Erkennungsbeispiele
____

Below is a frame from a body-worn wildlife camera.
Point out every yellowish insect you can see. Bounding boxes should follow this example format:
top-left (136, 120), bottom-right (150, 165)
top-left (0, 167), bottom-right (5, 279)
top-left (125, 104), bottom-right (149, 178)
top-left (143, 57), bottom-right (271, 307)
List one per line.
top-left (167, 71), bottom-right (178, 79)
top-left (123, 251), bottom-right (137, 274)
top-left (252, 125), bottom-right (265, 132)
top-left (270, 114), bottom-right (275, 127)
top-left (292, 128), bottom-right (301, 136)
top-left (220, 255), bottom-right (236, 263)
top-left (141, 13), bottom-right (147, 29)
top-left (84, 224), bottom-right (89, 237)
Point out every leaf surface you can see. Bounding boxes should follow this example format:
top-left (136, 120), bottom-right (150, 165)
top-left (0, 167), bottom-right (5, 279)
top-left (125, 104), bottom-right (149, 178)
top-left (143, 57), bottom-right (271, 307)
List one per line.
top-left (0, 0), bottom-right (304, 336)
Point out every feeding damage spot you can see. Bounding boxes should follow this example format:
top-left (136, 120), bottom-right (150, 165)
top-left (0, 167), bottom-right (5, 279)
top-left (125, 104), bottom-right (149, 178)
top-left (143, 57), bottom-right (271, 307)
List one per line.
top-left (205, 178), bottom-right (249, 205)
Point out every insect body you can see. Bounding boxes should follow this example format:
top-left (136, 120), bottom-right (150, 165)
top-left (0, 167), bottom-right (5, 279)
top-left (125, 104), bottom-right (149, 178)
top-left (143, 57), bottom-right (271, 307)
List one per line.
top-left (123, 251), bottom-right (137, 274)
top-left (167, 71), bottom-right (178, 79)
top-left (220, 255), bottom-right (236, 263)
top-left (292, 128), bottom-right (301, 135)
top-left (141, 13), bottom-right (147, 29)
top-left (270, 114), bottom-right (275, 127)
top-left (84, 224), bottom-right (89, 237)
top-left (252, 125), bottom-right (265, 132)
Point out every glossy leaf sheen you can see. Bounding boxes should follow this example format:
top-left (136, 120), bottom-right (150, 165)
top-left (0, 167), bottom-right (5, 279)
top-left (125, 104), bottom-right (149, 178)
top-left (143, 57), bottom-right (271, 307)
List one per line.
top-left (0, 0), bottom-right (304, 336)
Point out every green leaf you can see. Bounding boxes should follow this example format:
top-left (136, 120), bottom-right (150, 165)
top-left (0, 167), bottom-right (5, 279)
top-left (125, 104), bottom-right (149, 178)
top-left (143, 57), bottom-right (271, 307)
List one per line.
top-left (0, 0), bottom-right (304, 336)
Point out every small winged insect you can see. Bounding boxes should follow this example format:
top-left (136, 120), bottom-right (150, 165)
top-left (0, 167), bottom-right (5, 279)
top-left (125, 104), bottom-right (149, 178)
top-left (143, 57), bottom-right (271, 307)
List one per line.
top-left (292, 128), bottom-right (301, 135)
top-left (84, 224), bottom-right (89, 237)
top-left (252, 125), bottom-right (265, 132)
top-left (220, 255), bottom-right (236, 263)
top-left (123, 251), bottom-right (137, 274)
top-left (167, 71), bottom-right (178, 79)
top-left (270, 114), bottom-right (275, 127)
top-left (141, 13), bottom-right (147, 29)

____

> **Zu erledigende Aufgabe**: Kannst du diese Daten noch einmal wiedergeben und dabei überall "Point out" gegen "Mark" tauschen, ohne sonst etwas zu ändern?

> **Schriftliche Lösung**:
Below is a frame from a body-worn wildlife camera.
Mark every yellowish insect you can see. Bounding boxes should follow this example format:
top-left (136, 120), bottom-right (150, 165)
top-left (0, 167), bottom-right (5, 279)
top-left (125, 104), bottom-right (149, 178)
top-left (143, 57), bottom-right (271, 307)
List one per line.
top-left (167, 71), bottom-right (178, 79)
top-left (123, 251), bottom-right (137, 274)
top-left (252, 125), bottom-right (265, 132)
top-left (270, 114), bottom-right (275, 127)
top-left (292, 128), bottom-right (301, 136)
top-left (220, 255), bottom-right (236, 263)
top-left (141, 13), bottom-right (147, 29)
top-left (84, 224), bottom-right (89, 237)
Mark every leaf surface you can see. Bounding boxes should follow this example format:
top-left (136, 120), bottom-right (150, 165)
top-left (0, 167), bottom-right (5, 279)
top-left (125, 104), bottom-right (149, 178)
top-left (143, 57), bottom-right (271, 307)
List one per line.
top-left (0, 0), bottom-right (304, 336)
Mark every feeding damage spot you can see. Bounding boxes should follow this example format:
top-left (136, 120), bottom-right (150, 165)
top-left (0, 167), bottom-right (5, 279)
top-left (125, 104), bottom-right (149, 178)
top-left (143, 57), bottom-right (271, 307)
List one per line.
top-left (205, 178), bottom-right (249, 205)
Mark every insect body you can see. Bounding boxes should follow this example format:
top-left (136, 120), bottom-right (150, 165)
top-left (0, 167), bottom-right (5, 279)
top-left (125, 104), bottom-right (149, 178)
top-left (143, 57), bottom-right (271, 307)
List one per line.
top-left (123, 251), bottom-right (137, 274)
top-left (167, 71), bottom-right (178, 79)
top-left (220, 255), bottom-right (236, 263)
top-left (292, 128), bottom-right (301, 135)
top-left (141, 13), bottom-right (147, 29)
top-left (270, 114), bottom-right (275, 127)
top-left (84, 224), bottom-right (89, 237)
top-left (252, 125), bottom-right (265, 132)
Mark every glossy leaf sheen you can see. Bounding boxes should follow this example format:
top-left (136, 120), bottom-right (150, 165)
top-left (0, 167), bottom-right (5, 279)
top-left (125, 104), bottom-right (149, 178)
top-left (143, 57), bottom-right (271, 307)
List one per line.
top-left (0, 0), bottom-right (304, 336)
Mark every green leaf you can see. Bounding boxes should follow this example format:
top-left (136, 120), bottom-right (150, 165)
top-left (0, 167), bottom-right (5, 279)
top-left (125, 104), bottom-right (149, 178)
top-left (143, 57), bottom-right (271, 307)
List one per line.
top-left (0, 0), bottom-right (304, 336)
Mark every small winged insect you can see. Bounding boxes should follow this example format:
top-left (136, 120), bottom-right (150, 165)
top-left (0, 167), bottom-right (5, 279)
top-left (125, 104), bottom-right (149, 178)
top-left (143, 57), bottom-right (271, 307)
List one per line.
top-left (292, 128), bottom-right (301, 135)
top-left (84, 224), bottom-right (89, 237)
top-left (252, 125), bottom-right (265, 132)
top-left (220, 255), bottom-right (236, 263)
top-left (123, 251), bottom-right (137, 274)
top-left (167, 71), bottom-right (178, 79)
top-left (270, 114), bottom-right (275, 127)
top-left (141, 13), bottom-right (147, 29)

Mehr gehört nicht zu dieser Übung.